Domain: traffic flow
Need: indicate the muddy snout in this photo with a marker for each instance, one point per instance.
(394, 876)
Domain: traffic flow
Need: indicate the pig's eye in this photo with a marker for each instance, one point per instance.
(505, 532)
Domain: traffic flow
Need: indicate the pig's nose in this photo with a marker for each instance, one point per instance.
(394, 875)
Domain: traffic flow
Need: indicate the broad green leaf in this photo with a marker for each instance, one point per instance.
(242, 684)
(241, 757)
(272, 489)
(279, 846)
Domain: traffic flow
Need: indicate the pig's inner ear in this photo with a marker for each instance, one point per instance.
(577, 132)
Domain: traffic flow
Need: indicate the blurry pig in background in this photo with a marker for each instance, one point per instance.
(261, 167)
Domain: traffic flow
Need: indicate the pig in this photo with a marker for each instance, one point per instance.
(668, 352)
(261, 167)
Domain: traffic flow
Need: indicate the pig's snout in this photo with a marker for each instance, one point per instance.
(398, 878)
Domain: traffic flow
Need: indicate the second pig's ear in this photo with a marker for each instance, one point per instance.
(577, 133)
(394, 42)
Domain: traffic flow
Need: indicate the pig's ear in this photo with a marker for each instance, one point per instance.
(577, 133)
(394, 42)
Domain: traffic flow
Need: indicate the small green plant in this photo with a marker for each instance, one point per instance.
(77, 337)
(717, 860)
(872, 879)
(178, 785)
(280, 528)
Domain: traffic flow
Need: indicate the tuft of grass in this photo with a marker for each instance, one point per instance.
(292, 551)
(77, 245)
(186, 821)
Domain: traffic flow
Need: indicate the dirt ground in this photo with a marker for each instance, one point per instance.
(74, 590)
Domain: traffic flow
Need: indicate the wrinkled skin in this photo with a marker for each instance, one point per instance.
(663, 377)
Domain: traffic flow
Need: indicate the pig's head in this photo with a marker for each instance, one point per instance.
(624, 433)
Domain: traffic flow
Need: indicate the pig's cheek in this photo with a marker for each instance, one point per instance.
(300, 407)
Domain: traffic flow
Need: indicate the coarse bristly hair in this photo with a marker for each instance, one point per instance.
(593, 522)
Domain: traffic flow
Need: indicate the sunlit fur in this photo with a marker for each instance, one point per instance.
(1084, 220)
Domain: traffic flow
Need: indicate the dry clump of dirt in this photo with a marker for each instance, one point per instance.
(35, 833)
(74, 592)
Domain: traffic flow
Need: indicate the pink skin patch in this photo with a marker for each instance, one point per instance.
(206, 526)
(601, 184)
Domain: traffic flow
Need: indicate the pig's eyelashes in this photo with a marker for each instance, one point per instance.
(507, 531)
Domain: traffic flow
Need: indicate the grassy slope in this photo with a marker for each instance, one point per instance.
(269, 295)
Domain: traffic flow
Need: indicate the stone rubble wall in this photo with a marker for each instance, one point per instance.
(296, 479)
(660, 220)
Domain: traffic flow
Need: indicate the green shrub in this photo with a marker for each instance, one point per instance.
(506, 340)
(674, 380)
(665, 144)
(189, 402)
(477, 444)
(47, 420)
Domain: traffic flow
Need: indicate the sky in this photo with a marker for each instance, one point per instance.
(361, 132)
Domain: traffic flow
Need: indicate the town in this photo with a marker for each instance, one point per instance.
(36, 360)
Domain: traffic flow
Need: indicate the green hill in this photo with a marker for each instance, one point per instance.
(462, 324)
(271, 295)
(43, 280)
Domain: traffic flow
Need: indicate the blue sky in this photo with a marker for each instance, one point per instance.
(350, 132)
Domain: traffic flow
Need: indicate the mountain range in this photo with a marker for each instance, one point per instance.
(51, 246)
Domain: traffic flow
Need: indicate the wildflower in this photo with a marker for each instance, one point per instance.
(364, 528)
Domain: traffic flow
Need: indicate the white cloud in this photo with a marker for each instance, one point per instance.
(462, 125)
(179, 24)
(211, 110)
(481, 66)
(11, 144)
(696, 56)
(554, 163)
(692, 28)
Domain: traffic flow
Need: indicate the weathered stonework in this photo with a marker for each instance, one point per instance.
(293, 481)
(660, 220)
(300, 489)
====
GOAL
Find each line in the records above that contains the string "dirt" and copy those lines out in full. Case counts.

EXERCISE RESULT
Need: indicate the dirt ground in this photo with a marker for each instance, one point per instance.
Need: indicate the dry clump of dirt in this photo with a marker for each instance, one point per instance.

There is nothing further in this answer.